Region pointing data
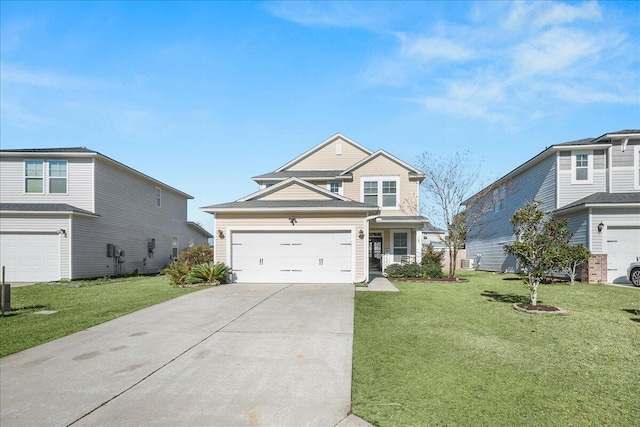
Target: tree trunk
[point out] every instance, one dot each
(534, 293)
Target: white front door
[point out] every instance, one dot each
(291, 256)
(30, 257)
(623, 246)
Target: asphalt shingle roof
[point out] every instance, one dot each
(43, 207)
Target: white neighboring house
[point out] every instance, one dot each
(594, 183)
(71, 213)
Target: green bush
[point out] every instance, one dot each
(210, 273)
(178, 270)
(397, 271)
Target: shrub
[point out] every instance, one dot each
(210, 273)
(430, 256)
(178, 270)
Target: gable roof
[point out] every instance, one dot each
(544, 154)
(85, 152)
(41, 208)
(603, 199)
(416, 173)
(306, 175)
(320, 146)
(286, 183)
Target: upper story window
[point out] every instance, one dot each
(58, 176)
(499, 195)
(380, 191)
(636, 168)
(34, 176)
(582, 167)
(335, 187)
(158, 197)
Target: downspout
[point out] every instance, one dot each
(366, 236)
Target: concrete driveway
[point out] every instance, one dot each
(235, 355)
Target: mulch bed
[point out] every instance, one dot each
(434, 280)
(538, 309)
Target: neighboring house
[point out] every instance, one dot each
(70, 213)
(331, 214)
(594, 183)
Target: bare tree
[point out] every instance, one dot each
(449, 181)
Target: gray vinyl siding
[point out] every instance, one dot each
(617, 217)
(128, 218)
(494, 230)
(622, 167)
(42, 224)
(579, 225)
(79, 183)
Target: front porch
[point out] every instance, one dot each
(393, 240)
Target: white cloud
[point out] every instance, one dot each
(12, 75)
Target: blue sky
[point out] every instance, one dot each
(205, 95)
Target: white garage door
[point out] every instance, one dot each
(623, 246)
(30, 257)
(291, 257)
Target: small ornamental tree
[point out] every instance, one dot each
(570, 257)
(539, 240)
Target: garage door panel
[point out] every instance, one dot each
(292, 257)
(30, 257)
(623, 246)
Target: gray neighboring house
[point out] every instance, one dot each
(71, 213)
(594, 183)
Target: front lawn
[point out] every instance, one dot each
(79, 305)
(459, 354)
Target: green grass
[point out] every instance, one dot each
(459, 354)
(79, 305)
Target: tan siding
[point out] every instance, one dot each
(381, 166)
(282, 220)
(295, 192)
(79, 183)
(327, 159)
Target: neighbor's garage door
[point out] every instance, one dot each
(30, 257)
(623, 246)
(291, 257)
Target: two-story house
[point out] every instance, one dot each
(594, 183)
(330, 215)
(71, 213)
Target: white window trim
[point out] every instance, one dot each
(380, 179)
(499, 198)
(391, 243)
(340, 190)
(157, 195)
(636, 167)
(43, 177)
(589, 179)
(49, 177)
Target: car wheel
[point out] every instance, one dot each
(635, 277)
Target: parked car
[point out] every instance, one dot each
(633, 273)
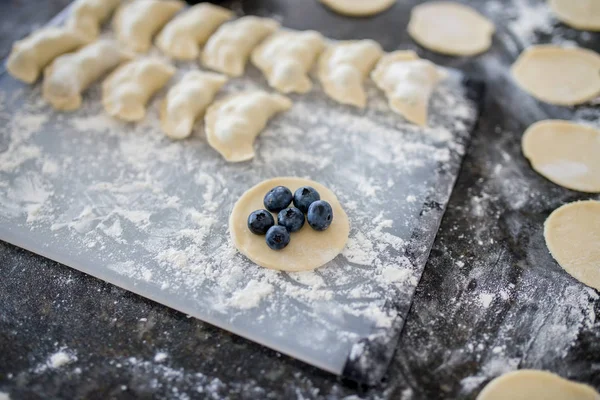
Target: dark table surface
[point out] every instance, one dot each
(491, 298)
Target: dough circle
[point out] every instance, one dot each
(358, 8)
(450, 28)
(308, 249)
(579, 14)
(529, 384)
(566, 153)
(572, 234)
(558, 75)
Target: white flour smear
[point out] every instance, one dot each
(124, 202)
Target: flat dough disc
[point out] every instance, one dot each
(450, 28)
(358, 8)
(528, 384)
(580, 14)
(557, 75)
(572, 234)
(308, 249)
(566, 153)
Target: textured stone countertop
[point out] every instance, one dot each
(491, 298)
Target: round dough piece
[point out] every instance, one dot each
(529, 384)
(450, 28)
(566, 153)
(558, 75)
(358, 8)
(308, 249)
(580, 14)
(572, 234)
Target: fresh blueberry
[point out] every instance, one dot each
(277, 237)
(260, 221)
(304, 197)
(278, 198)
(291, 218)
(319, 215)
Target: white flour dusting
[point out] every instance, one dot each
(152, 214)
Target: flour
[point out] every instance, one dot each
(152, 214)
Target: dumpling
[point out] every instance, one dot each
(343, 68)
(182, 37)
(233, 123)
(30, 55)
(227, 51)
(70, 74)
(187, 100)
(408, 83)
(88, 15)
(286, 57)
(127, 90)
(136, 22)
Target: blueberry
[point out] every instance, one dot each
(291, 218)
(319, 215)
(278, 198)
(260, 221)
(277, 237)
(304, 196)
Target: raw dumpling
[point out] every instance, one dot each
(343, 68)
(227, 51)
(30, 55)
(182, 37)
(187, 101)
(135, 23)
(233, 123)
(70, 74)
(286, 57)
(408, 83)
(88, 15)
(127, 90)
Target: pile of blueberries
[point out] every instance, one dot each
(306, 201)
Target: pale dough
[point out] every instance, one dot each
(286, 57)
(30, 55)
(308, 249)
(233, 123)
(408, 83)
(580, 14)
(127, 90)
(182, 37)
(565, 152)
(358, 8)
(187, 101)
(450, 28)
(70, 74)
(228, 49)
(87, 16)
(343, 68)
(562, 76)
(137, 21)
(572, 234)
(528, 384)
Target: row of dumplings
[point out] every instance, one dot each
(284, 56)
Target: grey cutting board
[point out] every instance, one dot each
(122, 203)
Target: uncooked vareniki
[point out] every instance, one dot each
(136, 22)
(227, 51)
(408, 83)
(127, 90)
(343, 68)
(30, 55)
(286, 57)
(88, 15)
(187, 100)
(70, 74)
(182, 37)
(232, 124)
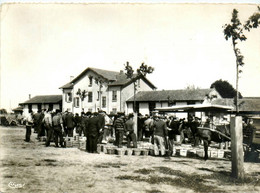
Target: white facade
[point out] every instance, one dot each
(112, 98)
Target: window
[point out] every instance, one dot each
(68, 97)
(76, 101)
(90, 81)
(104, 102)
(50, 107)
(114, 95)
(114, 110)
(90, 97)
(98, 95)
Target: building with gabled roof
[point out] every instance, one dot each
(42, 102)
(147, 101)
(247, 105)
(97, 89)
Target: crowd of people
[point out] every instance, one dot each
(98, 127)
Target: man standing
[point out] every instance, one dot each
(119, 129)
(58, 128)
(36, 121)
(47, 120)
(29, 123)
(160, 136)
(70, 123)
(129, 129)
(101, 119)
(93, 127)
(84, 125)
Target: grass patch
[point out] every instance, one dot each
(144, 171)
(50, 160)
(8, 176)
(107, 165)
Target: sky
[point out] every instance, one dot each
(42, 45)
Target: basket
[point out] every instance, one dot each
(120, 151)
(129, 152)
(220, 154)
(191, 153)
(137, 151)
(43, 138)
(110, 151)
(145, 152)
(200, 153)
(183, 152)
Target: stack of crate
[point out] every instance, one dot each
(82, 144)
(42, 138)
(69, 141)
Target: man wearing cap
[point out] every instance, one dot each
(70, 123)
(58, 128)
(84, 125)
(101, 119)
(47, 121)
(129, 129)
(93, 128)
(29, 123)
(119, 129)
(160, 135)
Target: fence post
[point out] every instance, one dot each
(237, 147)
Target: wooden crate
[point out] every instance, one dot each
(191, 153)
(183, 152)
(43, 138)
(220, 154)
(213, 154)
(82, 145)
(200, 153)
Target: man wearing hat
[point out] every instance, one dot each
(93, 128)
(160, 135)
(58, 128)
(129, 129)
(119, 129)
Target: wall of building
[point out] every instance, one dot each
(116, 105)
(144, 108)
(84, 84)
(65, 104)
(128, 92)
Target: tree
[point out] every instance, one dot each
(100, 83)
(225, 89)
(253, 21)
(143, 70)
(235, 32)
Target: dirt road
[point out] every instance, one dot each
(32, 167)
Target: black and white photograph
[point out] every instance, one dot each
(129, 97)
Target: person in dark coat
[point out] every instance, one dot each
(70, 123)
(140, 126)
(78, 123)
(84, 125)
(129, 130)
(119, 129)
(41, 129)
(160, 136)
(58, 128)
(29, 123)
(93, 128)
(36, 121)
(49, 126)
(64, 115)
(101, 119)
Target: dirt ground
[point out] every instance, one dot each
(32, 167)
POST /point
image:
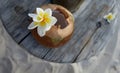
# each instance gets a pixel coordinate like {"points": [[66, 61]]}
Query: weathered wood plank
{"points": [[16, 21], [33, 47], [14, 15], [99, 39], [85, 25]]}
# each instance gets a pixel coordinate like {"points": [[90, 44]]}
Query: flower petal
{"points": [[32, 15], [40, 12], [53, 20], [32, 26], [48, 27], [41, 31], [48, 11]]}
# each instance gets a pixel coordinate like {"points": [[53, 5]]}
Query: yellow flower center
{"points": [[110, 17], [44, 20]]}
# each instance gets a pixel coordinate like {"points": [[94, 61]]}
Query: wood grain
{"points": [[86, 37]]}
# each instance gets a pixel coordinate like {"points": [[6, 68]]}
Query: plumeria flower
{"points": [[42, 20], [109, 17]]}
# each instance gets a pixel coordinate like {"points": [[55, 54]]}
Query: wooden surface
{"points": [[86, 38]]}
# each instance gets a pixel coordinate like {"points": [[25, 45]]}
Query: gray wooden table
{"points": [[87, 37]]}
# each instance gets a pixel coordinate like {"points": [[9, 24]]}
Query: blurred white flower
{"points": [[109, 17], [42, 20]]}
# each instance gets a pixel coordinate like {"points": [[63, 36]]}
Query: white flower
{"points": [[42, 20], [109, 17]]}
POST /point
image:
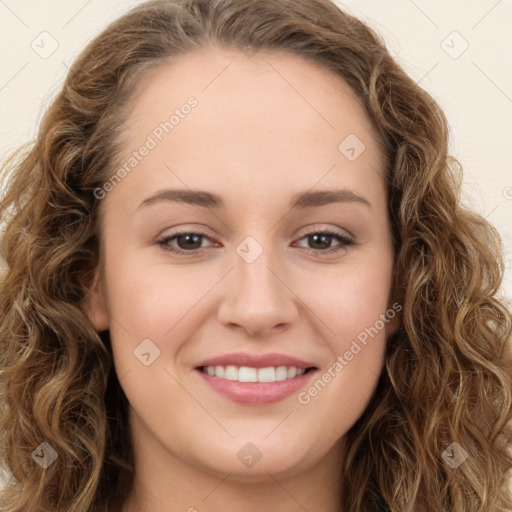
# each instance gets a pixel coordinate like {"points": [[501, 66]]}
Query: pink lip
{"points": [[255, 361], [256, 393]]}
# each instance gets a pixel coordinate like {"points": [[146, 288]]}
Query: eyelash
{"points": [[345, 242]]}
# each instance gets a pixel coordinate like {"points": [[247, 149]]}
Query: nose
{"points": [[257, 299]]}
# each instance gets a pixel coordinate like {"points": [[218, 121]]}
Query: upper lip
{"points": [[255, 361]]}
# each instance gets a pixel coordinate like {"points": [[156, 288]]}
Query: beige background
{"points": [[474, 87]]}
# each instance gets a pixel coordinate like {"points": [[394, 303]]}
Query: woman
{"points": [[240, 278]]}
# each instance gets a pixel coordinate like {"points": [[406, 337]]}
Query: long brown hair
{"points": [[447, 376]]}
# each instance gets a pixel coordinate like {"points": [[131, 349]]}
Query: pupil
{"points": [[190, 239], [322, 239]]}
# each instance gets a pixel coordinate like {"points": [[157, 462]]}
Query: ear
{"points": [[94, 303]]}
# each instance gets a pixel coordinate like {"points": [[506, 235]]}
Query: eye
{"points": [[190, 243], [187, 242]]}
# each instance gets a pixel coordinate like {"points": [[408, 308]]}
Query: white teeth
{"points": [[248, 374], [281, 373], [231, 373], [267, 374]]}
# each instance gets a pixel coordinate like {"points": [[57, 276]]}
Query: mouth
{"points": [[267, 374], [255, 379]]}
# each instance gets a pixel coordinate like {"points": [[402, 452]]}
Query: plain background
{"points": [[457, 50]]}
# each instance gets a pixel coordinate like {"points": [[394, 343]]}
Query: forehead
{"points": [[263, 121]]}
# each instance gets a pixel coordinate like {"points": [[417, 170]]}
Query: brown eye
{"points": [[183, 243]]}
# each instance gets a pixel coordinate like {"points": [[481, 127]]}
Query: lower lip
{"points": [[257, 393]]}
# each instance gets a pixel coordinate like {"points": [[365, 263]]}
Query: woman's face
{"points": [[231, 164]]}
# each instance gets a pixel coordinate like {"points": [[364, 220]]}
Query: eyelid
{"points": [[344, 241]]}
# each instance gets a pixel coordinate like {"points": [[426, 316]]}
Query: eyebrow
{"points": [[299, 201]]}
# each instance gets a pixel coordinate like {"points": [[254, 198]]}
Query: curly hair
{"points": [[448, 369]]}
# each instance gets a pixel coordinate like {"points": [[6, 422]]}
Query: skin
{"points": [[266, 127]]}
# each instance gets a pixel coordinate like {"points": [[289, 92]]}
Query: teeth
{"points": [[248, 374]]}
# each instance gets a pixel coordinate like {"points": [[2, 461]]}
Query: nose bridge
{"points": [[256, 299]]}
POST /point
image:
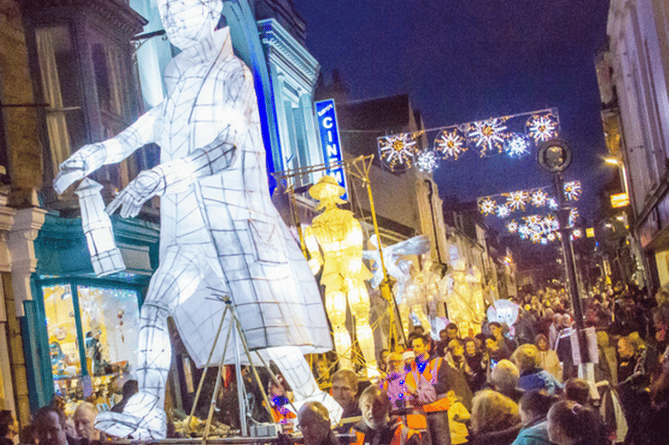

__Problem to solve__. Every line from the one containing "Query: eyebrow" through the end of the records is to be returned exactly, and those lines alone; pictures are dropped.

__Reply__.
Query: eyebrow
{"points": [[299, 201]]}
# each instance gets a pixel coordinate like {"points": [[254, 198]]}
Query: curly hair
{"points": [[448, 369]]}
# each instance gets a pixel coordinate like {"points": [[6, 422]]}
Query: skin
{"points": [[266, 127]]}
# each instance gets a pixel coordinate like {"points": [[289, 92]]}
Query: teeth
{"points": [[248, 374]]}
# each instance gets a pixel coordinate like {"points": [[2, 461]]}
Query: nose bridge
{"points": [[256, 299]]}
POST /point
image:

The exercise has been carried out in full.